-- BEGIN DOCUMENT PASSAGE --
Palestinian director Maysaloun Hamoud is an Arab citizen of Israel, born in Budapest in 1982. She currently lives in the east Mediterranean city of Jaffa, which lies in the southern part of Tel Aviv, 55 km away from Jerusalem.
Maysaloun is a unique name. When researching its origins, I found that Maysaloun literally means an area where there is a permanent running water source. It was also the site of the famous Battle of Maysalun in 1920, when French forces set out from Lebanon to seize the city of Damascus and were met by Syrian General Yusuf al-Azma. The better-equipped French troops, led by General Mariano Goybet, defeated Azma, who was killed in action. There is also a village close to Jenin in Palestine called Maythaloun.
Such a name, loaded with historical and geographical significance, conjures questions about the director’s identity. Is she a Palestinian not born inside of Palestine? And when we say the inside of Palestine, which Palestine are we referring to? The West Bank territories? Gaza? Israel? Is that distinction even necessary? What does this name, deeply-rooted in Levantine heritage, mean today?
-- END DOCUMENT PASSAGE --
§ **DIRECTIVE A**: In one to three sentences, explain why the passage on Maysaloun Hamoud says her name raises questions about her identity.
The records that come next have no connection to the passage on Maysaloun Hamoud.
-- BEGIN PROVIDED RECORDS --
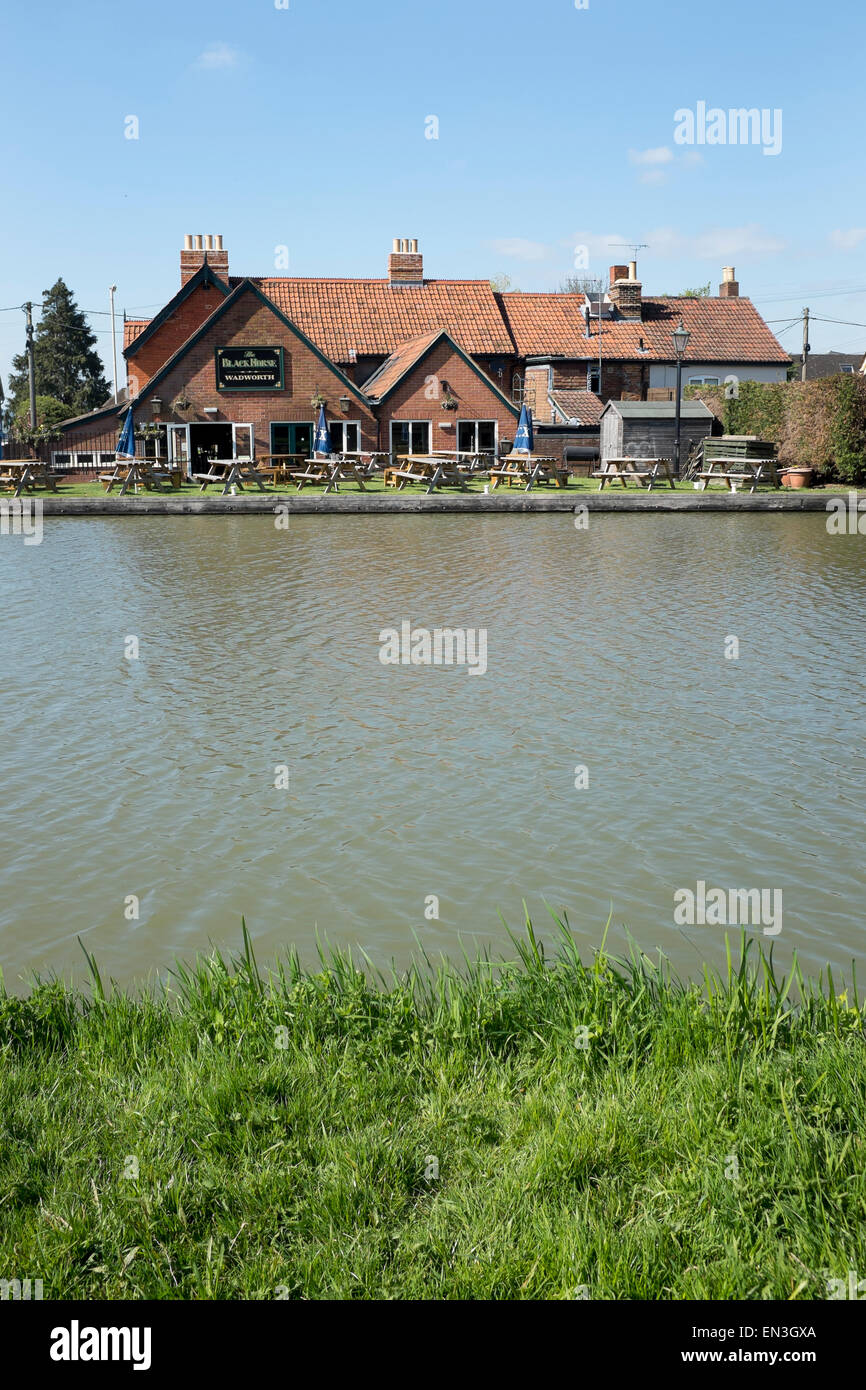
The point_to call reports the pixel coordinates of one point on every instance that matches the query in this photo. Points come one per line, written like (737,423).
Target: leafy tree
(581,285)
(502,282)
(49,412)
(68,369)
-- END PROVIDED RECORDS --
-- BEGIN PROVIDED RECORDS --
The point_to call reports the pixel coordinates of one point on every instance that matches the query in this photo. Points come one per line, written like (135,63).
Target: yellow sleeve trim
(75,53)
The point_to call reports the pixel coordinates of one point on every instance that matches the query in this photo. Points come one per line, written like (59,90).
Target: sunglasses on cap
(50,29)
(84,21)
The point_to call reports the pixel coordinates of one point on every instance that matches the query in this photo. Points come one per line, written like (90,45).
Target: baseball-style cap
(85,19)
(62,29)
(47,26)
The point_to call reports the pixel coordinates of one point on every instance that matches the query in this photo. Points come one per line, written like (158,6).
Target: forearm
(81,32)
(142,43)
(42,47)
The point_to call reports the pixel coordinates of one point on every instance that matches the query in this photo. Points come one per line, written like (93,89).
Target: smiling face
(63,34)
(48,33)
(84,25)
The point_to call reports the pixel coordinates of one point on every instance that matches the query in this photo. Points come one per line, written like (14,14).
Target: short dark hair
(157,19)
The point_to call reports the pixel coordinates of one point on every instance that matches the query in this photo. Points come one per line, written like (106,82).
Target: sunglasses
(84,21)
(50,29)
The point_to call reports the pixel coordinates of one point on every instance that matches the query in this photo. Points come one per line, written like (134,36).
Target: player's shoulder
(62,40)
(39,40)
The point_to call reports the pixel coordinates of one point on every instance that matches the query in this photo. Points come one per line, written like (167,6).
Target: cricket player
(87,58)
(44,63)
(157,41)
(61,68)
-- END PROVIDED RECORDS --
-- BEGIN PROVIDED RECORDS --
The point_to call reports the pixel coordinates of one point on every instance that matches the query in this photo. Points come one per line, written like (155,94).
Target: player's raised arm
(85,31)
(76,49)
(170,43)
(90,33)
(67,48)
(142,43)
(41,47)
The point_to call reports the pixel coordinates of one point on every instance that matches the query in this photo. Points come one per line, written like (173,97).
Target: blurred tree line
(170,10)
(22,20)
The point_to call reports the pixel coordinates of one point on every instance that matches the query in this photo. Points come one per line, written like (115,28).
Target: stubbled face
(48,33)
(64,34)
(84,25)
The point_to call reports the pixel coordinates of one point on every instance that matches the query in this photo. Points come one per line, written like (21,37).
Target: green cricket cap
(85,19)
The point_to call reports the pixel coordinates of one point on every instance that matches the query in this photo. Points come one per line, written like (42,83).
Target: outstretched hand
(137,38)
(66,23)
-- END PROVIDED RECORDS --
§ **DIRECTIVE B**: Count the lines of the records that contain the word "face".

§ **COMPLETE RESPONSE A**: The name is loaded with historical and geographical significance. It literally means an area with a permanent running water source, and it recalls the 1920 Battle of Maysalun and a village near Jenin called Maythaloun.

§ **COMPLETE RESPONSE B**: 2